* GIVEN EXERCISE
Please extract every one of the lines below verbatim, leaving the pictures out of your answer.

* RAW RECORDS
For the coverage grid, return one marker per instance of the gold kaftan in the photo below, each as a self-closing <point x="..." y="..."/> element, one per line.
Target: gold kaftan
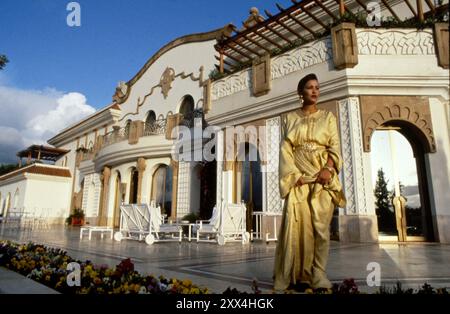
<point x="303" y="243"/>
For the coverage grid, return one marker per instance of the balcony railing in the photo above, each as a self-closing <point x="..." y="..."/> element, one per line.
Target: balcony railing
<point x="115" y="136"/>
<point x="155" y="127"/>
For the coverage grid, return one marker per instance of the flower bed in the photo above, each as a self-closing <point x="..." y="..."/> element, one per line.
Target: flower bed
<point x="49" y="267"/>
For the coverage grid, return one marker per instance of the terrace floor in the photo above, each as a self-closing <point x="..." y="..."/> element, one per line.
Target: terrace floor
<point x="236" y="265"/>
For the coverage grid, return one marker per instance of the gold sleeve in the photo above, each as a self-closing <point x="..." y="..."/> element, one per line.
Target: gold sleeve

* EXERCISE RESULT
For the coverage grid, return one marker per instance of the gold kaftan in the photo below, each as a self-closing <point x="..." y="..."/> element, one per line.
Target: gold kaftan
<point x="303" y="243"/>
For the coverage grid, return one marker per instance of the balcony railing in the photo above, each as a self-closing <point x="..." y="..."/> element, one per line.
Target: balcony railing
<point x="115" y="136"/>
<point x="155" y="127"/>
For the coverage grid, return one marker per instance of the flower bed in the photo above, each as a self-closing <point x="..." y="..."/> element, one per line.
Target: flower bed
<point x="49" y="267"/>
For the coverage grid, return one marker per instance of the terrace floor in the photo above, each as a self-closing <point x="..." y="..."/> element, one per line.
Target: terrace floor
<point x="236" y="265"/>
For the coverage grid, return one marker per instance of the gold sleeve in the photo above, each as a self-closing <point x="..." y="..."/> element, one per line.
Target: gold sleeve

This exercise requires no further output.